EXERCISE GOAL |
In the listing below, start your output at the line with "[pin] white support column -- one per line" and end it after the line with "[pin] empty room -- one per line", copying every line exactly.

RECORDS FOR THE EXERCISE |
-------

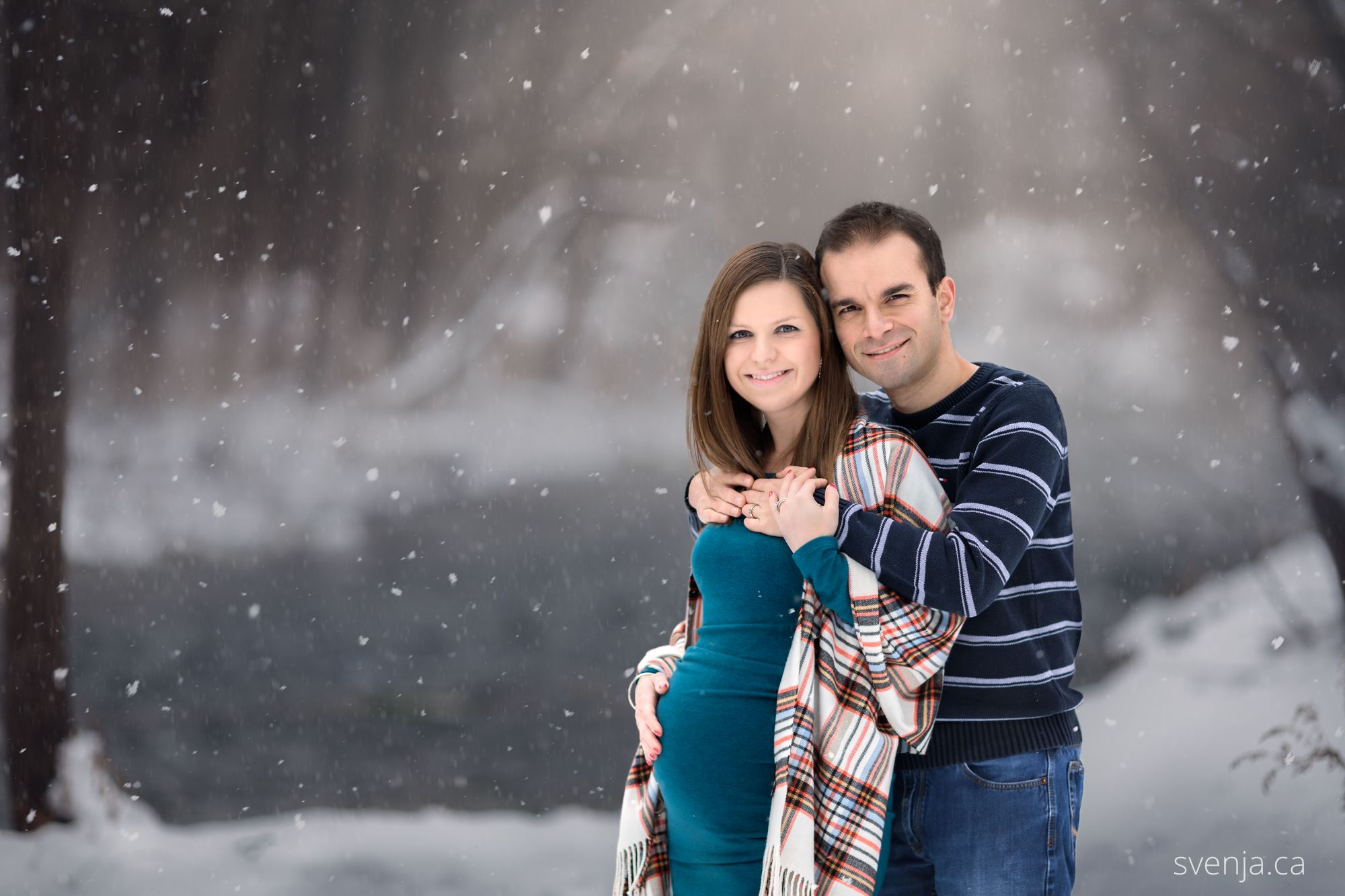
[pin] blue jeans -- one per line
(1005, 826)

-------

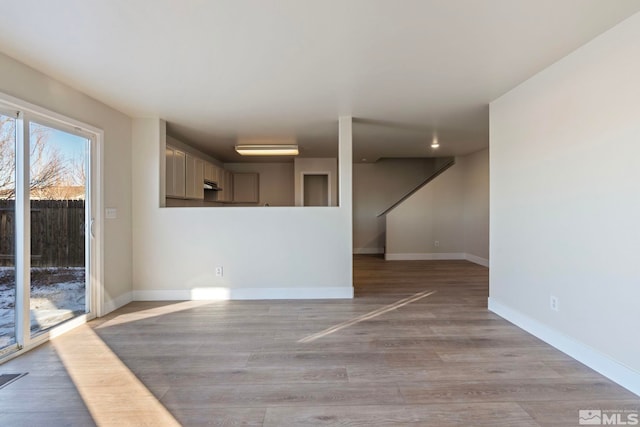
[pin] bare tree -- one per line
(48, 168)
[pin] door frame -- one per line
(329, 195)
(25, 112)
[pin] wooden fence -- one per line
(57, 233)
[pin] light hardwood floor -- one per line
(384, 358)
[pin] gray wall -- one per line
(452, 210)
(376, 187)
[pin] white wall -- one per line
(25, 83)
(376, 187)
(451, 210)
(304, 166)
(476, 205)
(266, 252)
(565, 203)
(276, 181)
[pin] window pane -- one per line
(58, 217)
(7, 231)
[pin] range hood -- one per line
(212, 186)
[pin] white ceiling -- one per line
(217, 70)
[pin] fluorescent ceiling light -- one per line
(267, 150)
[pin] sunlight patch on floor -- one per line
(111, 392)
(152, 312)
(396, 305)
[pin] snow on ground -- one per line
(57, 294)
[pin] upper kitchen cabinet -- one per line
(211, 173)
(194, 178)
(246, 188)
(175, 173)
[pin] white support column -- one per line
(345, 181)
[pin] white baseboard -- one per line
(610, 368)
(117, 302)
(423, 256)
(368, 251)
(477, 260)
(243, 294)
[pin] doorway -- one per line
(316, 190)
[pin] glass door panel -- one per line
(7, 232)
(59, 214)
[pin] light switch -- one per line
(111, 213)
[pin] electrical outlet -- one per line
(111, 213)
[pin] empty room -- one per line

-------

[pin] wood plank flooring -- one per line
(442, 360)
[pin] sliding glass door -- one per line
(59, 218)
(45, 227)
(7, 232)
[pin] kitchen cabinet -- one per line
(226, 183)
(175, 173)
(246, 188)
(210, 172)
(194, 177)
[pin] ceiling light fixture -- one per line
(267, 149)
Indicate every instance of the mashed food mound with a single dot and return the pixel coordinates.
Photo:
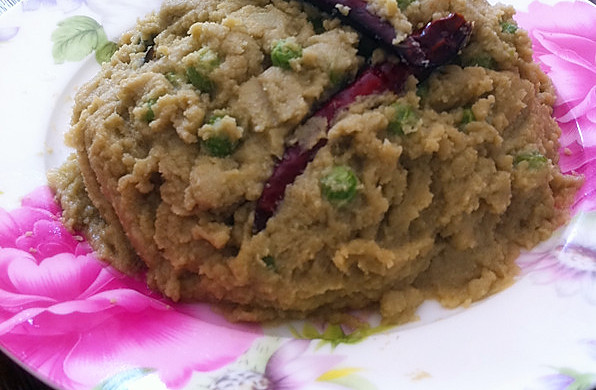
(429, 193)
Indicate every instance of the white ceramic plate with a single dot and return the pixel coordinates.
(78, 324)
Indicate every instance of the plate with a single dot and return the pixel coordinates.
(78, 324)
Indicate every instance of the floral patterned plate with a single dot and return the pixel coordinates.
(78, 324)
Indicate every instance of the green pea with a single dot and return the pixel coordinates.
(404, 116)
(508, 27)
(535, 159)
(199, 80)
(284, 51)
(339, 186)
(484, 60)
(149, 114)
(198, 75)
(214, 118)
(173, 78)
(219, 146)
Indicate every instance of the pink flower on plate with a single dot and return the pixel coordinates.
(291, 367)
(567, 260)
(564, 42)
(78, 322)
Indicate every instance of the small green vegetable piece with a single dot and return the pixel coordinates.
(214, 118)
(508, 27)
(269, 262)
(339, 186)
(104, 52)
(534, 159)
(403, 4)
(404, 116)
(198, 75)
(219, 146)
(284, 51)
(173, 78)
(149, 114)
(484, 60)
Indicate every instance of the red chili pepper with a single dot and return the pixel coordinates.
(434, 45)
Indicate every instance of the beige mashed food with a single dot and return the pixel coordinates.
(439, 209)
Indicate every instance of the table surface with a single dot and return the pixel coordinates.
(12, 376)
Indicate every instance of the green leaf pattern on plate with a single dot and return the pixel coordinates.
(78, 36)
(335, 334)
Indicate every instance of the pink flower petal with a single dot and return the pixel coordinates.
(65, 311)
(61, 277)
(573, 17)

-------

OUTPUT FOR THIS EXERCISE |
[pin] white support column -- one per line
(345, 181)
[pin] white baseboard -- one per line
(610, 368)
(117, 302)
(423, 256)
(368, 251)
(477, 260)
(243, 294)
[pin] doorway -- one per line
(316, 190)
[pin] glass door panel -- one per line
(7, 232)
(59, 214)
[pin] light switch -- one per line
(111, 213)
[pin] electrical outlet -- one per line
(111, 213)
[pin] empty room -- one per line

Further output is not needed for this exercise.